Return, word for word, only the lines of the data below that lie between the line with "Mark one point on every instance of the man shown" and the line with "Mark one point on every instance of the man's smile", those two lines included.

═════ DATA FOR THIS TASK ═════

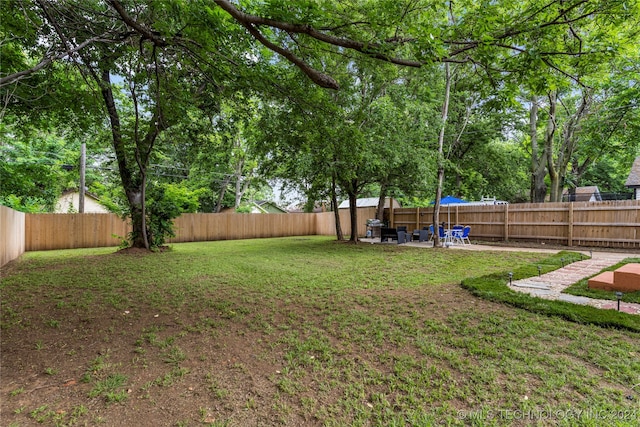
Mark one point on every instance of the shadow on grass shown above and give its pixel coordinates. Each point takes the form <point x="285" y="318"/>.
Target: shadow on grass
<point x="494" y="287"/>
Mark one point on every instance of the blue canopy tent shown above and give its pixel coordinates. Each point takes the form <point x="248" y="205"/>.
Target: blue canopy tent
<point x="448" y="202"/>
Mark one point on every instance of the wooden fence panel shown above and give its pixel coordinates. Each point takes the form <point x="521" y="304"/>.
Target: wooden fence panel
<point x="69" y="231"/>
<point x="606" y="224"/>
<point x="12" y="232"/>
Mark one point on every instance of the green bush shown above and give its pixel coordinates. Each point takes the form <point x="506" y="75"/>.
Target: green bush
<point x="165" y="202"/>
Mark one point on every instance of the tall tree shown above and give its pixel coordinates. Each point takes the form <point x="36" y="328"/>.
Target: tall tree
<point x="162" y="52"/>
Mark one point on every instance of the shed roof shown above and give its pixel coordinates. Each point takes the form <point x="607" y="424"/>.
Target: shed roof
<point x="633" y="180"/>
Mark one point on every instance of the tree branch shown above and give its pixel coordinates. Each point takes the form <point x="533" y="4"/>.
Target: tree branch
<point x="366" y="48"/>
<point x="12" y="78"/>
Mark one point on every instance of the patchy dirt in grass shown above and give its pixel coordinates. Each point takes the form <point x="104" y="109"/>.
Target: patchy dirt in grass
<point x="64" y="365"/>
<point x="239" y="359"/>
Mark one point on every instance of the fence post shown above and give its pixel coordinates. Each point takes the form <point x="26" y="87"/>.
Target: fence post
<point x="570" y="231"/>
<point x="506" y="222"/>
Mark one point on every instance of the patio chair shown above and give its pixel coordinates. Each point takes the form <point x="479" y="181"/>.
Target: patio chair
<point x="465" y="235"/>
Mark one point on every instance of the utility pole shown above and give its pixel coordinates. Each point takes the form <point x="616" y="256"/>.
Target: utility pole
<point x="83" y="167"/>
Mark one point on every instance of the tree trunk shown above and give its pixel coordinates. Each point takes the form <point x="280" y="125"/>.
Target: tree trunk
<point x="223" y="191"/>
<point x="353" y="212"/>
<point x="381" y="202"/>
<point x="549" y="136"/>
<point x="538" y="168"/>
<point x="336" y="212"/>
<point x="440" y="175"/>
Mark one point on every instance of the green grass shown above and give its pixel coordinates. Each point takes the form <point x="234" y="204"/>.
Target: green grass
<point x="582" y="287"/>
<point x="494" y="288"/>
<point x="309" y="331"/>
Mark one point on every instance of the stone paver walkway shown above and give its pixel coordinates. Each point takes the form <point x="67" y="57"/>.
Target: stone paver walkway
<point x="550" y="285"/>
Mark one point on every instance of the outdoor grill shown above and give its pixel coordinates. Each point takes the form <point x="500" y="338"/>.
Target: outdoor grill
<point x="373" y="227"/>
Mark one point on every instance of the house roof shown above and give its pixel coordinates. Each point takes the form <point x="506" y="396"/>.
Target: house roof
<point x="634" y="176"/>
<point x="369" y="202"/>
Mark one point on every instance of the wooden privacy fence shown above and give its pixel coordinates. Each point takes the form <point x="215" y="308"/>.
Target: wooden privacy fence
<point x="12" y="231"/>
<point x="68" y="231"/>
<point x="606" y="224"/>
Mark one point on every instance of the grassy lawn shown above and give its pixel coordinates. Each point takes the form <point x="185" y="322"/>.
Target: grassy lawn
<point x="298" y="331"/>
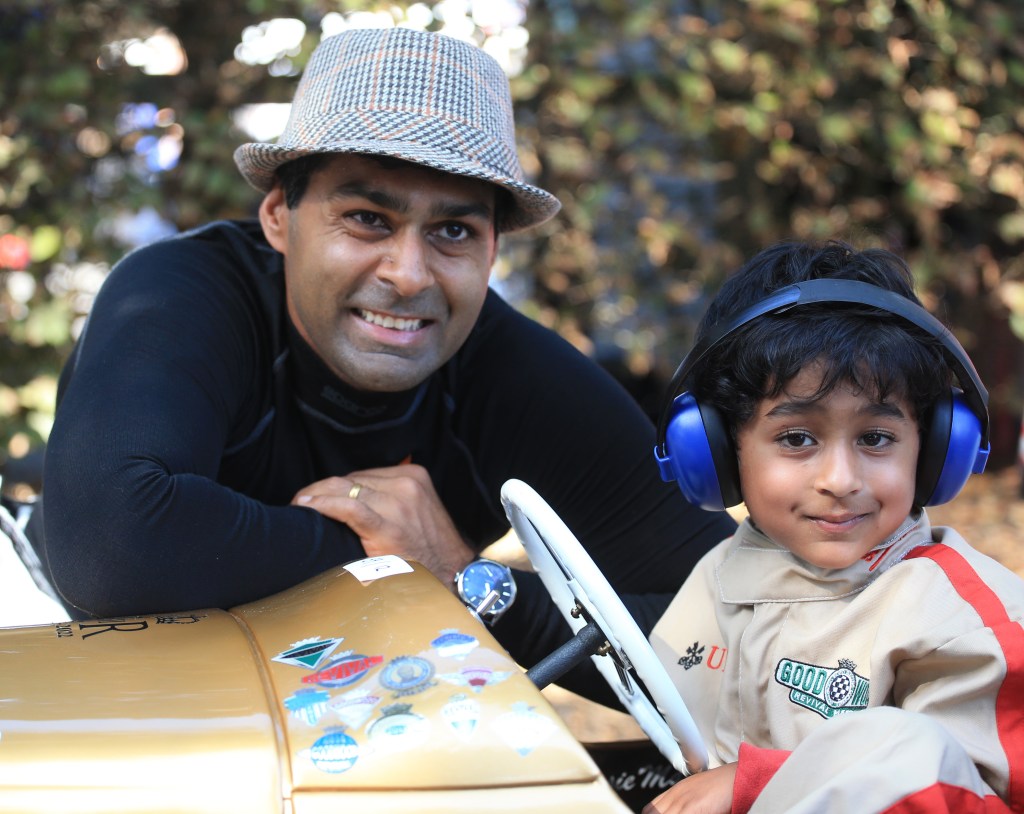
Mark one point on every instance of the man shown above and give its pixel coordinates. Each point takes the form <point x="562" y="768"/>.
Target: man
<point x="254" y="402"/>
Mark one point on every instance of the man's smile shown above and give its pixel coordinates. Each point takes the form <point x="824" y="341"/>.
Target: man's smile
<point x="387" y="320"/>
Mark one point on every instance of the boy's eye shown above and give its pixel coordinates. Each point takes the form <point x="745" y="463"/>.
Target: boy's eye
<point x="796" y="439"/>
<point x="875" y="439"/>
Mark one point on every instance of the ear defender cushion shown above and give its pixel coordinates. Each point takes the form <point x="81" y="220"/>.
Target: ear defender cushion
<point x="949" y="452"/>
<point x="699" y="456"/>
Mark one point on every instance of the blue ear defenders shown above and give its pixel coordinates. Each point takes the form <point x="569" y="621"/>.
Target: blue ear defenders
<point x="695" y="450"/>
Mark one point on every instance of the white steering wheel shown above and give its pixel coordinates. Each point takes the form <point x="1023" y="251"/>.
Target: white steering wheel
<point x="571" y="577"/>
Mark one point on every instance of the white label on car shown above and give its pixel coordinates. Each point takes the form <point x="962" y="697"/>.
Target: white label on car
<point x="375" y="567"/>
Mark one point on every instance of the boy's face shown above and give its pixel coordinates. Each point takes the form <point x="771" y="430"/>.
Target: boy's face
<point x="828" y="479"/>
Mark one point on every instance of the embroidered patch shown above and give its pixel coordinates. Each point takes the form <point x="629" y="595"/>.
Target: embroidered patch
<point x="694" y="655"/>
<point x="823" y="690"/>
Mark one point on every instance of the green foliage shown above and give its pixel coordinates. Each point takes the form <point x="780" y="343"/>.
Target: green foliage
<point x="720" y="127"/>
<point x="680" y="135"/>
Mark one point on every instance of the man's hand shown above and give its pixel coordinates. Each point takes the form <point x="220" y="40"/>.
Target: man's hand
<point x="395" y="510"/>
<point x="706" y="793"/>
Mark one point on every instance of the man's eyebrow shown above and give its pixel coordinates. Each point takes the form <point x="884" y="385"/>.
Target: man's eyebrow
<point x="386" y="200"/>
<point x="373" y="195"/>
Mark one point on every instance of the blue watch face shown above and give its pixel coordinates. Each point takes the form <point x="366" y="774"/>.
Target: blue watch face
<point x="480" y="577"/>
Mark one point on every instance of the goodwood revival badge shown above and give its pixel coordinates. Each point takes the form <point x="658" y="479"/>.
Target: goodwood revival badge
<point x="823" y="690"/>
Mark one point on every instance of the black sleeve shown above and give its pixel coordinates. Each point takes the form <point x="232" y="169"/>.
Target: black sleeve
<point x="545" y="414"/>
<point x="135" y="521"/>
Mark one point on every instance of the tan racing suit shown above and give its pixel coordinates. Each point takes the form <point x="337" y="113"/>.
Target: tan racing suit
<point x="896" y="684"/>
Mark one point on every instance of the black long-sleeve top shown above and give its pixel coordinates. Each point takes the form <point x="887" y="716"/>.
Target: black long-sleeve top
<point x="192" y="412"/>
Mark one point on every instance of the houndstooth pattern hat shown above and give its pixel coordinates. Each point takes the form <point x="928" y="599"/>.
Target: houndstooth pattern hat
<point x="414" y="95"/>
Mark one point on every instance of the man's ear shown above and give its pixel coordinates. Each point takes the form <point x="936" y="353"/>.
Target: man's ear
<point x="273" y="215"/>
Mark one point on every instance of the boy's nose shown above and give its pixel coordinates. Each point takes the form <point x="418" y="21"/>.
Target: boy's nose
<point x="838" y="473"/>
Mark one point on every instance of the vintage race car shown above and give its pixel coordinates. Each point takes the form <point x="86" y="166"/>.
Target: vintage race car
<point x="368" y="688"/>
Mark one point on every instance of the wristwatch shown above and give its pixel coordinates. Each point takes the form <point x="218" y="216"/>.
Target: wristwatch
<point x="486" y="588"/>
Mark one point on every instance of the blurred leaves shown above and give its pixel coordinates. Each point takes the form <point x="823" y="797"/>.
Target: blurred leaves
<point x="681" y="135"/>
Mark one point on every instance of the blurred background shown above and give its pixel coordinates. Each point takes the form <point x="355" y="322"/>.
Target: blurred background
<point x="681" y="136"/>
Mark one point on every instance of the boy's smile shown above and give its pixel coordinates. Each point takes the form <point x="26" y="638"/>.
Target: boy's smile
<point x="828" y="478"/>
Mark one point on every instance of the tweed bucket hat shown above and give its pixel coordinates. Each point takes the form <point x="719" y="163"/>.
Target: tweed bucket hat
<point x="414" y="95"/>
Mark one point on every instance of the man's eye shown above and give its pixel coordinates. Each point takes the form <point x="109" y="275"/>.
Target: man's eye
<point x="367" y="218"/>
<point x="456" y="231"/>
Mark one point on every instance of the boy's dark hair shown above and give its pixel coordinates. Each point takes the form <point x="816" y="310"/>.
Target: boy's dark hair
<point x="296" y="174"/>
<point x="879" y="353"/>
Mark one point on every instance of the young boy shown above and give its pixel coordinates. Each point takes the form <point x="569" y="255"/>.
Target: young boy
<point x="838" y="653"/>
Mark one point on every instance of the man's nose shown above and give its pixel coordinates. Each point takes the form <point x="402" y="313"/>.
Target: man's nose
<point x="403" y="264"/>
<point x="839" y="472"/>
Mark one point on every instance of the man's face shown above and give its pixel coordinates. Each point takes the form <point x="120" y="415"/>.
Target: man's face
<point x="386" y="268"/>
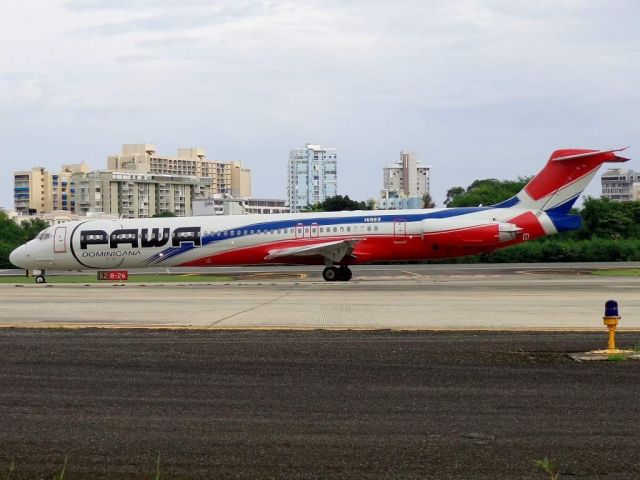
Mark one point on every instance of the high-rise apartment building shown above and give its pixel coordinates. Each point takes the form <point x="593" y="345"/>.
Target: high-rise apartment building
<point x="138" y="195"/>
<point x="227" y="177"/>
<point x="404" y="183"/>
<point x="38" y="191"/>
<point x="620" y="185"/>
<point x="313" y="176"/>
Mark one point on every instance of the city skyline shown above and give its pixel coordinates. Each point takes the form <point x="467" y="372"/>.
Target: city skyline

═════

> TASK OUTPUT
Mark one point on every instance of the man shown above and give its pixel coordinates. Each point takes the form <point x="562" y="768"/>.
Target: man
<point x="254" y="402"/>
Mark one point on every instance of the man's smile shown above and give its pixel coordinates. Each point takes the form <point x="824" y="341"/>.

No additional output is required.